══ Records supplied

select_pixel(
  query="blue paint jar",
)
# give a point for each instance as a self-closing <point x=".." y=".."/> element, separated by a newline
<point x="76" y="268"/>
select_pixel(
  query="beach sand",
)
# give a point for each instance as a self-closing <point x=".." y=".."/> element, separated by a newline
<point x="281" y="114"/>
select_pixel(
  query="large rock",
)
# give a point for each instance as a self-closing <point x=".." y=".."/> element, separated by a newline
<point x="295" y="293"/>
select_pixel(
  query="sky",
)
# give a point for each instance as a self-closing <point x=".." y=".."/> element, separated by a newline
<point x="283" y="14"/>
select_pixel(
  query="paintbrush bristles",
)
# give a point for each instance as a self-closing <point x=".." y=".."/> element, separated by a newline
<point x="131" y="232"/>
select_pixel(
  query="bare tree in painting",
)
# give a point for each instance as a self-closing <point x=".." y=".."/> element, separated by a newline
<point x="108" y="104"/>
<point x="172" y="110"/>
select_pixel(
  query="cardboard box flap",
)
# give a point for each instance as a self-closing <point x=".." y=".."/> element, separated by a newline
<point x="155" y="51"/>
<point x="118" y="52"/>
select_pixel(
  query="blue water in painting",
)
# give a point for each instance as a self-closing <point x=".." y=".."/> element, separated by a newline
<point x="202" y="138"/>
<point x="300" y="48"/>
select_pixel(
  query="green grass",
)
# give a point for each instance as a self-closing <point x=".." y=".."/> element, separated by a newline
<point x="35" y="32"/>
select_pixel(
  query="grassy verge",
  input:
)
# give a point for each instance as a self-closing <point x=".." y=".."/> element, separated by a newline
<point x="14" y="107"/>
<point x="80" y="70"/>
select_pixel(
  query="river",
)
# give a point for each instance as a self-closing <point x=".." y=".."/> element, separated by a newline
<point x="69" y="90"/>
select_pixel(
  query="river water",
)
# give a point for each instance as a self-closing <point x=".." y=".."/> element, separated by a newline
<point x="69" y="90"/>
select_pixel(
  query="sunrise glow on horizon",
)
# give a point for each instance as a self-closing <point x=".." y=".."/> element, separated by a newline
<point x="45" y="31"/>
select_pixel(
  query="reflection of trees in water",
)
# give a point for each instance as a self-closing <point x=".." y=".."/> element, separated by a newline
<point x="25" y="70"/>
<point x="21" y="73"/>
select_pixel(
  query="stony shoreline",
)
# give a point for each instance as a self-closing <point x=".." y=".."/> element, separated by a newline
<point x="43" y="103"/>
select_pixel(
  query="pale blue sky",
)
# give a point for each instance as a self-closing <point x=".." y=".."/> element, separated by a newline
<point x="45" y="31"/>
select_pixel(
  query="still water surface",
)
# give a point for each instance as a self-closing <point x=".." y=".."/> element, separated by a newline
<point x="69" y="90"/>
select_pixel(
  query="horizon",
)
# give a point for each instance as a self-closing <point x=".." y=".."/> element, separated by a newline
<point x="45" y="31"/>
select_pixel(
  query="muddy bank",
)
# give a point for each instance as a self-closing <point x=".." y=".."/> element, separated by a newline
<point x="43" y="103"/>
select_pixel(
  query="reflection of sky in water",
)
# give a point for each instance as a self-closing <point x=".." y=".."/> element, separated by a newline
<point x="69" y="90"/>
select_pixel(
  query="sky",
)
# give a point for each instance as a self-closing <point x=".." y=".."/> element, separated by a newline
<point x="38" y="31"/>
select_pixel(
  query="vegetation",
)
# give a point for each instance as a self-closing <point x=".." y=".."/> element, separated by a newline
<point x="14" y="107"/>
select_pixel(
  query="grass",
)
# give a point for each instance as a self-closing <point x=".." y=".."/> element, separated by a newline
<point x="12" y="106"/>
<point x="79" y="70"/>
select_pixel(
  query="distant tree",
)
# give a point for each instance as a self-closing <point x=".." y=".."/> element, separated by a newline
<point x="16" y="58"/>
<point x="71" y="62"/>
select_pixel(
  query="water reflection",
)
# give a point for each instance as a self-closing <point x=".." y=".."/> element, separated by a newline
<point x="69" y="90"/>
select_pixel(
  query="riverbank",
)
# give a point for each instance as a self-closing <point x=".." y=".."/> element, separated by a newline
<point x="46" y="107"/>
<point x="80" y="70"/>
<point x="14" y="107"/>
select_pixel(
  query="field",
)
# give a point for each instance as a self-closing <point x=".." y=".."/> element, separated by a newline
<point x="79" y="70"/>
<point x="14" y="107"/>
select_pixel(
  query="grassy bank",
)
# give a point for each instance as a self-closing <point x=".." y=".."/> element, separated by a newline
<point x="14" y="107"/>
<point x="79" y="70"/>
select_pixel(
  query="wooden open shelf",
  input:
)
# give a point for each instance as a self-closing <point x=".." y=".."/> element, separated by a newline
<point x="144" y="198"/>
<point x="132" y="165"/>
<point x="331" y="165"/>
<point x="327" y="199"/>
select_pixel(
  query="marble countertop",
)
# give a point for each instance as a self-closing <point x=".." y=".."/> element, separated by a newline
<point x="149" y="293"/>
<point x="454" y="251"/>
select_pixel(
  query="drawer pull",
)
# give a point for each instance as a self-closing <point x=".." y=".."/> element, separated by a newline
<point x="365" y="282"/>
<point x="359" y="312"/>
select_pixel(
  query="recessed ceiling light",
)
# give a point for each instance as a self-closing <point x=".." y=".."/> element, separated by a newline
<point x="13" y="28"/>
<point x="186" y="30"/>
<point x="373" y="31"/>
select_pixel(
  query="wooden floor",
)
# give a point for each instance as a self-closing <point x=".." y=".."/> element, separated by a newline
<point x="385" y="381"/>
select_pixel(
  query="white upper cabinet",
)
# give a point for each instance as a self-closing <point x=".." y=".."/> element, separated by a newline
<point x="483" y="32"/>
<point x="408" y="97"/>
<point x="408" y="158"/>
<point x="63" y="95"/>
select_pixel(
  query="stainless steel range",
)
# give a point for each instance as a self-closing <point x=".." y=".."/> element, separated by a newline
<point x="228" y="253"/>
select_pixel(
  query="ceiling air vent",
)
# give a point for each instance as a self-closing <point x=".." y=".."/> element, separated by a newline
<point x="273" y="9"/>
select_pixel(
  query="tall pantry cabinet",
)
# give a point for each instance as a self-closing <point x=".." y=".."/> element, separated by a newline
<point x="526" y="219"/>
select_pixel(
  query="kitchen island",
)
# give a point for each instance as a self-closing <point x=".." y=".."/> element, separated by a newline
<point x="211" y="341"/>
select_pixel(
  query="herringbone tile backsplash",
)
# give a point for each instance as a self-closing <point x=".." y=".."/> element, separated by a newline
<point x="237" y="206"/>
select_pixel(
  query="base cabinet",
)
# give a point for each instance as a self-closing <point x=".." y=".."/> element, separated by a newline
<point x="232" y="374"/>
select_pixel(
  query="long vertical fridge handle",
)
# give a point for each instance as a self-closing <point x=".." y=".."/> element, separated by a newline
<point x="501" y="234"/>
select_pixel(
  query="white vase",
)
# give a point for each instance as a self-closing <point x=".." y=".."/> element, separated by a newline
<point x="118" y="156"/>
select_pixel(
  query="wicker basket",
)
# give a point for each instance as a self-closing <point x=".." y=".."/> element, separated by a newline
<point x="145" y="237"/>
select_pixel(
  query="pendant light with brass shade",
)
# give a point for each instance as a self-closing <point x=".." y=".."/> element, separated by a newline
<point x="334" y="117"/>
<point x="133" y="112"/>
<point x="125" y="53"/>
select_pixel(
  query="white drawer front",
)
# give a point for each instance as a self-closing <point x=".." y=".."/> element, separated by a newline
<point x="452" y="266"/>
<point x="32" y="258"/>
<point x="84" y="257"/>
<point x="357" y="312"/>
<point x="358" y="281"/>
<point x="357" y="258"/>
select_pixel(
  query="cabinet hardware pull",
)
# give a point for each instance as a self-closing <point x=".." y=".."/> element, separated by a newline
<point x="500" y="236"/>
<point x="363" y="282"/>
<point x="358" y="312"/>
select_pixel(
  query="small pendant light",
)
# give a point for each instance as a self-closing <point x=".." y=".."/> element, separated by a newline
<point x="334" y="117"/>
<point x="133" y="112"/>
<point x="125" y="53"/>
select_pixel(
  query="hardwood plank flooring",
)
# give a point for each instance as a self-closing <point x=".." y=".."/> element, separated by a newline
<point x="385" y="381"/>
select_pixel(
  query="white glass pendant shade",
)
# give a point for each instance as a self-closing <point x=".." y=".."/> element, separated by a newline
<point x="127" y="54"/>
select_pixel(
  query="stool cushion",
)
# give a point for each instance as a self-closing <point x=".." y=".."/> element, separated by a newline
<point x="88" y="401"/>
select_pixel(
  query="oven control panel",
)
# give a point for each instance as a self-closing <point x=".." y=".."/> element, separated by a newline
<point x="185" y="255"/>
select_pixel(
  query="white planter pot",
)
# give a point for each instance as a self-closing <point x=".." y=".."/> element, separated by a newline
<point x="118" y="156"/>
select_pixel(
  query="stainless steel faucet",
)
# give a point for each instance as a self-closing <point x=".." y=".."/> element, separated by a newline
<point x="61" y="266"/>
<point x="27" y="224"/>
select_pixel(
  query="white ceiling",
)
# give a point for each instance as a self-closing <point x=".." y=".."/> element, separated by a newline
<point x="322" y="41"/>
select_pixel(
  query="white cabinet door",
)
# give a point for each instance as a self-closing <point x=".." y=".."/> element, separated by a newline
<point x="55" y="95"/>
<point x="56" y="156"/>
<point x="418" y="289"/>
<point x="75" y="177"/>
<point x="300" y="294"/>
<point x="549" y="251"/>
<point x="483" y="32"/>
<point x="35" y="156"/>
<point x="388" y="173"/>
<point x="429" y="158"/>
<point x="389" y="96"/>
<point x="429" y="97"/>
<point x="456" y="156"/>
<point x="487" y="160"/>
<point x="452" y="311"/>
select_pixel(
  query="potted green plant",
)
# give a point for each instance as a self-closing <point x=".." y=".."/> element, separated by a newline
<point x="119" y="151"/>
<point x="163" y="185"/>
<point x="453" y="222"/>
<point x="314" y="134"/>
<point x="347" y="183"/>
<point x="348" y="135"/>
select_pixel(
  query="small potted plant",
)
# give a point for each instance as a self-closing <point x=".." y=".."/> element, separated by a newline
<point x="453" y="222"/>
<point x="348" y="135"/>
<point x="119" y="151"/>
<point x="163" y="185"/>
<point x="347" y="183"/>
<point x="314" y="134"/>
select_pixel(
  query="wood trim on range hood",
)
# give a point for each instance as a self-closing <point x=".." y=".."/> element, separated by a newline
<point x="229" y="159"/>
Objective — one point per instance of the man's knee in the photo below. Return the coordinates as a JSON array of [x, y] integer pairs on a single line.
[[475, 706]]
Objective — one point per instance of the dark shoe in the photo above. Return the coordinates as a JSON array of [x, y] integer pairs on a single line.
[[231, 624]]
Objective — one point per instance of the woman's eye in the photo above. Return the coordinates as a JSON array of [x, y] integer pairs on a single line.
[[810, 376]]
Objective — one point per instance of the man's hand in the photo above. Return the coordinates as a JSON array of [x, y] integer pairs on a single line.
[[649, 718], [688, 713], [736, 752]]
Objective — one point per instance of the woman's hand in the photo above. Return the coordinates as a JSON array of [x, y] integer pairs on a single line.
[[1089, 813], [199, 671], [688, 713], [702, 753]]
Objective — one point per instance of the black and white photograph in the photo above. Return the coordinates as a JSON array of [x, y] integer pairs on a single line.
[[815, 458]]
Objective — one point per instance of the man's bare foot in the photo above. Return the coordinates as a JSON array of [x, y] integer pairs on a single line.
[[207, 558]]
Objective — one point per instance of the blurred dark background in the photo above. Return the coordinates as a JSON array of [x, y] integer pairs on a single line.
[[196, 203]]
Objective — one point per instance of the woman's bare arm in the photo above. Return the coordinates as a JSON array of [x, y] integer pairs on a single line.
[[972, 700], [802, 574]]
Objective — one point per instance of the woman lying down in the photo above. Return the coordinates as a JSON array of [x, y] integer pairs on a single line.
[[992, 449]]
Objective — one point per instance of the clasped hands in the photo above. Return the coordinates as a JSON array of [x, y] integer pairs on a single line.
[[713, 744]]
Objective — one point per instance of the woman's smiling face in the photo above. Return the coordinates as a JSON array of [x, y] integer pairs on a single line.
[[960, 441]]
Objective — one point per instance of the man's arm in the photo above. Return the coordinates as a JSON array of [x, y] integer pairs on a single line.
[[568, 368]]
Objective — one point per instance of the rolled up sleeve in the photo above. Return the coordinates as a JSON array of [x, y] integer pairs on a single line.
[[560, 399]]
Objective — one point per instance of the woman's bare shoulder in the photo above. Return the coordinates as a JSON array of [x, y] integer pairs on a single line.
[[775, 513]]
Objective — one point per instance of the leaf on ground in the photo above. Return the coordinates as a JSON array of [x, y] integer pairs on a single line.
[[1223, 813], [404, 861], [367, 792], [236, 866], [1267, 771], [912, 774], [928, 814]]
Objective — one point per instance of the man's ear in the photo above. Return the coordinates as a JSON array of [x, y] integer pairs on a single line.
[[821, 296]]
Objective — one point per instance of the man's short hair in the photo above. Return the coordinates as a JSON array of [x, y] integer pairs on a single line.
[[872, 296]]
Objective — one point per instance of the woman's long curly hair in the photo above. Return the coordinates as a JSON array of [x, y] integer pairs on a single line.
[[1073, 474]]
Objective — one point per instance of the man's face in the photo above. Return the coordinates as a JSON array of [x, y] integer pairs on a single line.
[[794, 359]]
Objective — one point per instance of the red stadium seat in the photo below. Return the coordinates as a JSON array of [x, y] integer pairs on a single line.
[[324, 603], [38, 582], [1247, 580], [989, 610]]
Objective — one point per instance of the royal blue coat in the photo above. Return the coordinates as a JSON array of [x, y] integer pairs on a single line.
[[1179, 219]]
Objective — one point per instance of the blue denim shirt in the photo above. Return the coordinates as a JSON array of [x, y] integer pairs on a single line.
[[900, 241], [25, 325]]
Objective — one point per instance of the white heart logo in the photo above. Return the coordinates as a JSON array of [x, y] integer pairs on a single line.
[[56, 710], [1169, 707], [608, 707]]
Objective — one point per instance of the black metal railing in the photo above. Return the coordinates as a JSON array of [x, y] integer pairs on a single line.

════

— Exercise goal —
For every line in the data above that has the string "small", return that line.

— Problem solution —
  query="small pendant light",
  query="small potted plant",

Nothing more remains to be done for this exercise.